Stored entries
---

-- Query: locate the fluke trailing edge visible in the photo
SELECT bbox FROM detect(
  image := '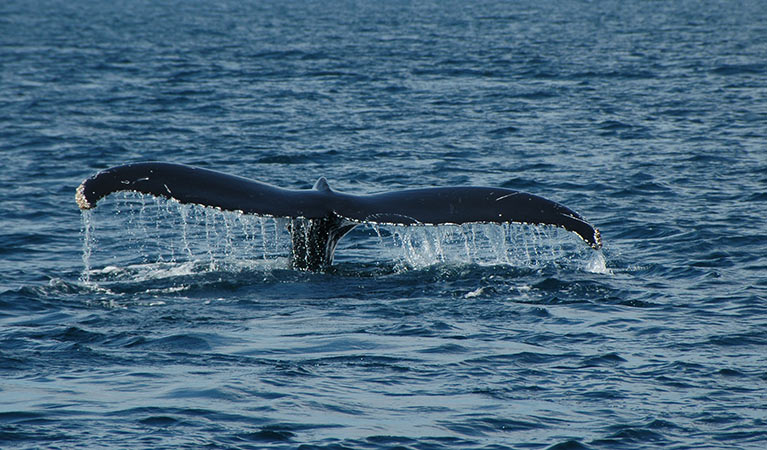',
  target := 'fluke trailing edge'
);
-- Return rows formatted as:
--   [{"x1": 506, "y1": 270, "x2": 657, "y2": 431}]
[{"x1": 75, "y1": 162, "x2": 602, "y2": 270}]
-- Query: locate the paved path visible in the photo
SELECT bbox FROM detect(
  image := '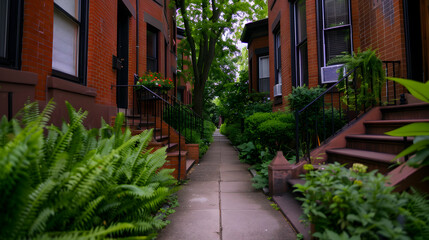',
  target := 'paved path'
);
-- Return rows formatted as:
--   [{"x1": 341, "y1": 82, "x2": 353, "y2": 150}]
[{"x1": 157, "y1": 130, "x2": 296, "y2": 240}]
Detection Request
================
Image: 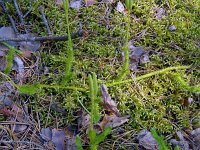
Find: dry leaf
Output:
[136,129,159,150]
[99,114,129,130]
[125,41,150,71]
[101,84,120,116]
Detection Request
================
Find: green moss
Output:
[0,0,200,142]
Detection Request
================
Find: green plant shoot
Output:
[62,0,74,85]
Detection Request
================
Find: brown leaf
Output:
[101,84,120,116]
[99,114,129,130]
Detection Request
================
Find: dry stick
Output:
[13,0,28,33]
[106,66,189,87]
[23,2,33,18]
[40,6,53,36]
[0,29,84,42]
[0,0,19,35]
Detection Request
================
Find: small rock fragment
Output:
[136,129,159,150]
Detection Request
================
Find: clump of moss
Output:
[0,0,200,141]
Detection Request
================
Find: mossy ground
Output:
[0,0,200,149]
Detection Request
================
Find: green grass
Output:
[0,0,200,147]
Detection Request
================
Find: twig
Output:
[106,66,189,87]
[23,2,33,18]
[13,0,28,33]
[0,0,19,35]
[40,6,53,36]
[0,30,84,42]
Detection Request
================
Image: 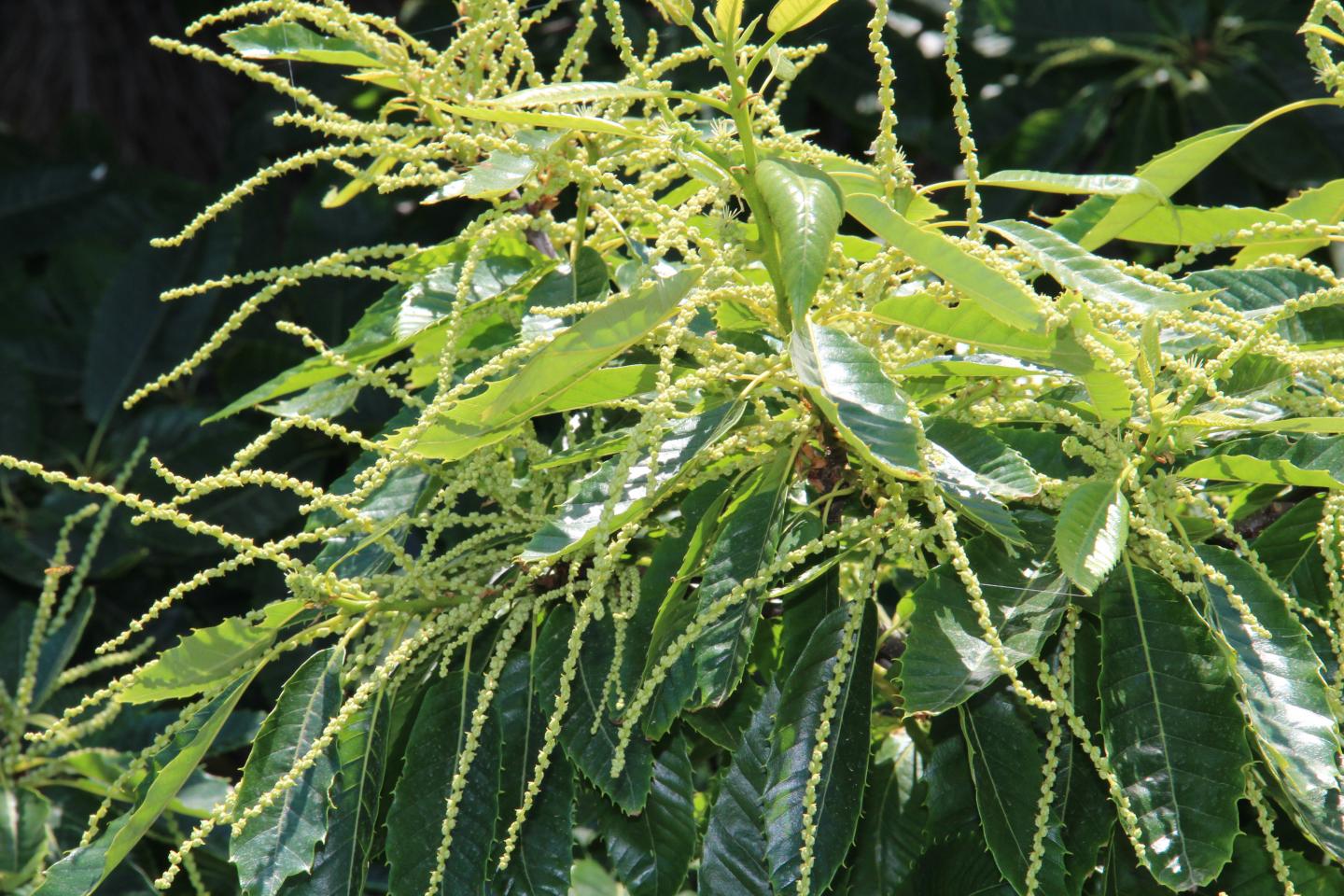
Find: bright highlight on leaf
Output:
[764,0,836,34]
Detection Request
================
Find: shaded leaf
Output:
[959,691,1064,893]
[280,671,392,896]
[604,735,696,896]
[488,654,574,896]
[901,526,1069,713]
[846,731,928,896]
[1100,563,1250,889]
[205,236,546,423]
[0,786,51,893]
[764,0,836,34]
[764,603,876,896]
[229,648,344,896]
[117,597,303,715]
[694,452,793,707]
[1232,180,1344,267]
[532,606,653,813]
[1197,544,1344,859]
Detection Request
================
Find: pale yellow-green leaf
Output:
[714,0,746,39]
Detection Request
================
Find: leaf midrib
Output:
[1125,559,1192,878]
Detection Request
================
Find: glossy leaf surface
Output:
[764,605,876,896]
[1055,480,1129,594]
[117,597,303,703]
[1100,564,1250,889]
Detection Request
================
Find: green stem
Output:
[719,39,793,333]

---

◆ TASK DIRECTIONS ◆
Please pick out each line in the items above that contains the word "target".

◆ EXERCISE ANSWER ◆
  target := 'fluke trailing edge'
  target := 'paved path'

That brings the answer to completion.